* Supplied information *
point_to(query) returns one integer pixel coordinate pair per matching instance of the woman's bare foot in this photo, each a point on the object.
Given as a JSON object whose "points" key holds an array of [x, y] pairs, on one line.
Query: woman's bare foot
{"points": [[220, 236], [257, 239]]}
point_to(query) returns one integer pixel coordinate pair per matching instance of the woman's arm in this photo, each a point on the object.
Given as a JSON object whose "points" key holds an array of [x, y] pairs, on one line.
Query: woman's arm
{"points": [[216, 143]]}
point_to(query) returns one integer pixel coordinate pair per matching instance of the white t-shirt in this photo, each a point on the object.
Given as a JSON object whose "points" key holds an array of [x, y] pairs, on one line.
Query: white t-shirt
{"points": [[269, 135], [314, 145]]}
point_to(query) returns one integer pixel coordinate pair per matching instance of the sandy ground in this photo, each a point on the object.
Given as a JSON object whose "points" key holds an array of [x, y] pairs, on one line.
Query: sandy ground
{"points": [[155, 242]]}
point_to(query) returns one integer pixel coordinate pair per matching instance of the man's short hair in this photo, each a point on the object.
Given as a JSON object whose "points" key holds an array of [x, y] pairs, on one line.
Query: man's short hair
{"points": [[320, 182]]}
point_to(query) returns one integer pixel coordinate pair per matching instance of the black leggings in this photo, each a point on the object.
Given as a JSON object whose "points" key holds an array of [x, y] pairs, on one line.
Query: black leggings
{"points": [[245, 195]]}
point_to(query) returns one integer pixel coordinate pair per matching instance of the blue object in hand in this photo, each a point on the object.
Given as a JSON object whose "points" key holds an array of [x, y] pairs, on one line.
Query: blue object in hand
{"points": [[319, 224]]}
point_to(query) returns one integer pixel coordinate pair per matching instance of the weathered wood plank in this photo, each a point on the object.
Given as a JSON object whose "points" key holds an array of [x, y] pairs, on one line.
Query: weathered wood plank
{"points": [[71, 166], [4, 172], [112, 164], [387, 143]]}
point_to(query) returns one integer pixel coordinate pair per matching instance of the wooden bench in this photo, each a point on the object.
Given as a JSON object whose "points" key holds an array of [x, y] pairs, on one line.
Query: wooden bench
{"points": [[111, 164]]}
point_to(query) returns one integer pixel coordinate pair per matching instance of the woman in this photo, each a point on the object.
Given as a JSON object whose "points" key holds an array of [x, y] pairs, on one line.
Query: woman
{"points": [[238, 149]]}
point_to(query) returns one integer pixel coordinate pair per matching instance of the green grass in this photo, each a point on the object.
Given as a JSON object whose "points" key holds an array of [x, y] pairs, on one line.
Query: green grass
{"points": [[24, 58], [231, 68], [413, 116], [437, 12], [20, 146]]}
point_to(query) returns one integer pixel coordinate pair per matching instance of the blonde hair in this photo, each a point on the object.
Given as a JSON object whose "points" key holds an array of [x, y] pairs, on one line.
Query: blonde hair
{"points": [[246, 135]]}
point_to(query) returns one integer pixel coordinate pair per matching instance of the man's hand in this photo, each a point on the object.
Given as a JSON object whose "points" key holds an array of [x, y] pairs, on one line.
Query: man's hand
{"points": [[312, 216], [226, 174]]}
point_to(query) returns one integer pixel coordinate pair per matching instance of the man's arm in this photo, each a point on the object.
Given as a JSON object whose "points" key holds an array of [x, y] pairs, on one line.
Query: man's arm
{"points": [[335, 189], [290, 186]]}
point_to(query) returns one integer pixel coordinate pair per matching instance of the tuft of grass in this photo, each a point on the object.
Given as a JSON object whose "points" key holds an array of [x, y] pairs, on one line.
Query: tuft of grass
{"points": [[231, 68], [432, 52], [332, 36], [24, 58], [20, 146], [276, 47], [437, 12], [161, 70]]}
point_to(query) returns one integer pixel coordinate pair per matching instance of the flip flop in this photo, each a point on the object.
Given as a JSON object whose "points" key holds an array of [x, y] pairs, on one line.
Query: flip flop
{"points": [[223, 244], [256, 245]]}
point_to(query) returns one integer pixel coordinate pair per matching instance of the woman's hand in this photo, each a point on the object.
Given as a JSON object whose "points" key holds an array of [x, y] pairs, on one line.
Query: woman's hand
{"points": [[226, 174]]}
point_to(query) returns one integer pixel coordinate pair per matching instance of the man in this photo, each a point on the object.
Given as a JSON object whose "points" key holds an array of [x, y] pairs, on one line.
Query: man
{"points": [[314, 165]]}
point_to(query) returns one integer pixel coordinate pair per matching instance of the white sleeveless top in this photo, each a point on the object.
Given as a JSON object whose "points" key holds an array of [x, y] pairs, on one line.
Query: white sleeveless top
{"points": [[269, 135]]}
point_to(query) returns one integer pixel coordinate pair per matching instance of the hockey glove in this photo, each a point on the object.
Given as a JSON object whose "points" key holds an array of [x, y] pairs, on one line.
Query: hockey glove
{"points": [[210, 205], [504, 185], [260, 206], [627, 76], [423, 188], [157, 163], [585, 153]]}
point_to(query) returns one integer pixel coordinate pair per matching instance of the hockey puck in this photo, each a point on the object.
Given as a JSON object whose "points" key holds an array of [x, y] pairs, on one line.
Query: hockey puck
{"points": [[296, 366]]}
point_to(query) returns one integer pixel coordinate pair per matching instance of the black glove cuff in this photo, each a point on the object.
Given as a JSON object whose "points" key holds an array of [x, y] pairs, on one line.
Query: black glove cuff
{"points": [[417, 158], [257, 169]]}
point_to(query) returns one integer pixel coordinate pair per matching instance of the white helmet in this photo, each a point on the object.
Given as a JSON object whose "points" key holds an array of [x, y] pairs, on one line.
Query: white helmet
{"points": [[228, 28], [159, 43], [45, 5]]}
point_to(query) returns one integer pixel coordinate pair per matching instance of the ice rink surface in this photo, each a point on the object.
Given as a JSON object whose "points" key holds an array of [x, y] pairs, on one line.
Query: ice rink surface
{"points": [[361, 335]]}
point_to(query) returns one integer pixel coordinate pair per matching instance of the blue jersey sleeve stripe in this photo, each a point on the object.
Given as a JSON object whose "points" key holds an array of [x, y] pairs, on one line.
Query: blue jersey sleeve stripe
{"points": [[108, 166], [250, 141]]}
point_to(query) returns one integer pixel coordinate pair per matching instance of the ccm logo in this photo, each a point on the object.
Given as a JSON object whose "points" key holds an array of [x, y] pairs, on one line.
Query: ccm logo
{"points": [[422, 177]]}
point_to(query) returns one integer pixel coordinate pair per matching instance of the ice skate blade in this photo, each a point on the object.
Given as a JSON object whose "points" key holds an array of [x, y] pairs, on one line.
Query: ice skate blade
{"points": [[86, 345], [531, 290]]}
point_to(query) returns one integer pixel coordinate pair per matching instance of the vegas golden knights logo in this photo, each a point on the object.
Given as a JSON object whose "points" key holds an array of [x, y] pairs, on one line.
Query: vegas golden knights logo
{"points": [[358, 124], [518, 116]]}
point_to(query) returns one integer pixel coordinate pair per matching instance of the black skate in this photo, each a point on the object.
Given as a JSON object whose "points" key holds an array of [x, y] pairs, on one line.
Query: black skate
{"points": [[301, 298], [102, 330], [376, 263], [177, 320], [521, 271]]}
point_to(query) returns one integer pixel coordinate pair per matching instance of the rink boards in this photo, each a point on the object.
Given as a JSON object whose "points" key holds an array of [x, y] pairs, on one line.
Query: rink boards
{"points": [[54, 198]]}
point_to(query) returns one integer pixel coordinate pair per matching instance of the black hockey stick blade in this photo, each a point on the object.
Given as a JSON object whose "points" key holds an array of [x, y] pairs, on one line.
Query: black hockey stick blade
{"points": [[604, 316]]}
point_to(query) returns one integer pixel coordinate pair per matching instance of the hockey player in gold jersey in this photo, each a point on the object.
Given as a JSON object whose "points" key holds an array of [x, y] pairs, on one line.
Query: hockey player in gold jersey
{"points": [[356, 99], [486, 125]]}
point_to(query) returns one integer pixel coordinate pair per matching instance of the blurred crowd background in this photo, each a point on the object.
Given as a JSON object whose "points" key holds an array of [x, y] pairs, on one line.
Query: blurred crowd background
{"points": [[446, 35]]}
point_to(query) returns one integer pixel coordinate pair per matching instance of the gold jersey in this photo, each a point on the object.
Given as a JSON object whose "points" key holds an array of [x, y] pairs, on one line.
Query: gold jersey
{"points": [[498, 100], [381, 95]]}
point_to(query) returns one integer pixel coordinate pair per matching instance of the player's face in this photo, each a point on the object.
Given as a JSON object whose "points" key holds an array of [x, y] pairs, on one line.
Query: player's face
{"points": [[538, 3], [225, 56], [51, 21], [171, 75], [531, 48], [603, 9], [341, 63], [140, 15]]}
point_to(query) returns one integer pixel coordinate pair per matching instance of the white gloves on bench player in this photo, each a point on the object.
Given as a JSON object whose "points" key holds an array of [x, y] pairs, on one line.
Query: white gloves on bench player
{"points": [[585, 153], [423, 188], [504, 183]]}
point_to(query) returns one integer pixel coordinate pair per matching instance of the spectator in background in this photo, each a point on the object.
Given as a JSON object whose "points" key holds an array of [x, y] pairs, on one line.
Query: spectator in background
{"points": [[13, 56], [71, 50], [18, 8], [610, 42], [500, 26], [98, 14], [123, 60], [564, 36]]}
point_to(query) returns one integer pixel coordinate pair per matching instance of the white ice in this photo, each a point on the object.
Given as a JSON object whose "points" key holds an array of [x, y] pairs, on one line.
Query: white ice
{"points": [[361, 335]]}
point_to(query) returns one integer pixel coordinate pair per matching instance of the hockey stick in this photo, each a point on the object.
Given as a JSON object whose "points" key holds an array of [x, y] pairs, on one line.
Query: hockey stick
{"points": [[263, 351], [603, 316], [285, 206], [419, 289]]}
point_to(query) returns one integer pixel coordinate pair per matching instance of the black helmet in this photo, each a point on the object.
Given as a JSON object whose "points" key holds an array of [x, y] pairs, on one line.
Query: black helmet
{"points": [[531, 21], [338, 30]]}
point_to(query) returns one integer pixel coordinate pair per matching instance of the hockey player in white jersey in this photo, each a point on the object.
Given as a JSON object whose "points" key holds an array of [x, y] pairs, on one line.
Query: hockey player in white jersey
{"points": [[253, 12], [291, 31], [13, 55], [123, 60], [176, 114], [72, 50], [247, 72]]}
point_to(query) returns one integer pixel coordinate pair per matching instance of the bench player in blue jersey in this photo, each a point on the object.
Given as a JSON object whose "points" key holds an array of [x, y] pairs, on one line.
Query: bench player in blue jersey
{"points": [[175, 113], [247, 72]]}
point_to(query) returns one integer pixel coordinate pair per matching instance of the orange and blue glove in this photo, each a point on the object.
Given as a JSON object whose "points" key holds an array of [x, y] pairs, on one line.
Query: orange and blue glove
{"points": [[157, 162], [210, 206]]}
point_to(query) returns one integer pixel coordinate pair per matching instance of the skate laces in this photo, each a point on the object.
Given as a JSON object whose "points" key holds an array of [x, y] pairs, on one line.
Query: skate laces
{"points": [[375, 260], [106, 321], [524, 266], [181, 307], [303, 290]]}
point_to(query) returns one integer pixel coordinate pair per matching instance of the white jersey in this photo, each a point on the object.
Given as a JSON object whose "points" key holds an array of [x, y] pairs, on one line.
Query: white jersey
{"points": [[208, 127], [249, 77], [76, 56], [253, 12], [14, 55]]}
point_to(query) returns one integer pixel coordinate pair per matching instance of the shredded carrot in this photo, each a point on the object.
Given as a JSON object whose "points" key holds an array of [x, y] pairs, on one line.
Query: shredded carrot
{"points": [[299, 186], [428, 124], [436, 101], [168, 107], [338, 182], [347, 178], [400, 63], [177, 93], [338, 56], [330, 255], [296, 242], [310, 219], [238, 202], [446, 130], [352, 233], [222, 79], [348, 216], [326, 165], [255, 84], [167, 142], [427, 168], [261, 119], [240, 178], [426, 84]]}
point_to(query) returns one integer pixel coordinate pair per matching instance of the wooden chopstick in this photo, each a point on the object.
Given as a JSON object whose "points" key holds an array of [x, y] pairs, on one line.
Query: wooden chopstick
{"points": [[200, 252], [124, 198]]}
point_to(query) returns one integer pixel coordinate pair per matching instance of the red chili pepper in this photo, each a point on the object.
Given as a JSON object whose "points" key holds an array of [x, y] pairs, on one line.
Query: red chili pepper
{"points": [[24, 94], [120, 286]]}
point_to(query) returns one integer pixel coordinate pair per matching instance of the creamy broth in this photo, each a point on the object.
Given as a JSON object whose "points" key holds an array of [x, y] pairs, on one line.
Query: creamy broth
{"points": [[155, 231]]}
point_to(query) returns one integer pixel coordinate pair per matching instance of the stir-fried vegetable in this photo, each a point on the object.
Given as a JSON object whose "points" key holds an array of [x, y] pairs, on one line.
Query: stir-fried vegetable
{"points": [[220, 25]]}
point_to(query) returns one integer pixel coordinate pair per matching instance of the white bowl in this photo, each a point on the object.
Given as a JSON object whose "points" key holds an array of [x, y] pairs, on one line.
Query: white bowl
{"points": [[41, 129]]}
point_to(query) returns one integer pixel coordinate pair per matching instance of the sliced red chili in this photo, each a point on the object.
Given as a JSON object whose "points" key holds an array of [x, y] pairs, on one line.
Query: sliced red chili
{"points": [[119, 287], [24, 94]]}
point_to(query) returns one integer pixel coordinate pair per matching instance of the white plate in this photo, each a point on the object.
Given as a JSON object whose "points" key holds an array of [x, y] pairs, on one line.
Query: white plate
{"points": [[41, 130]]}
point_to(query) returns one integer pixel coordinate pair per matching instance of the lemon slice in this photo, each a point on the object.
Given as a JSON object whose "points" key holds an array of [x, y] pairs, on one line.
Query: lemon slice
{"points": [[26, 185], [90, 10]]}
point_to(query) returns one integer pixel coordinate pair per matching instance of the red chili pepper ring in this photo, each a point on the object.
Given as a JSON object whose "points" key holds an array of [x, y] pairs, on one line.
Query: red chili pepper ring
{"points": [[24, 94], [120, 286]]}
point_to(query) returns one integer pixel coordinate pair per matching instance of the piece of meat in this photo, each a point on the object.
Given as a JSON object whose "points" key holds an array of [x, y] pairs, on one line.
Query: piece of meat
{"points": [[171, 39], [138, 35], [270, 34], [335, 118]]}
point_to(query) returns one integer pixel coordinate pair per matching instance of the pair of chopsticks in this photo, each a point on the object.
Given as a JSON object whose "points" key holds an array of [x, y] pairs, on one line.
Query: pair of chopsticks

* To do *
From the records above, copy each line in which the string "chopsticks" occurs.

* Output of the exercise *
point_to(query) returns one integer pixel coordinate pair per matching instance of the pair of chopsticks in this photo, each a point on the object.
Query: pair of chopsticks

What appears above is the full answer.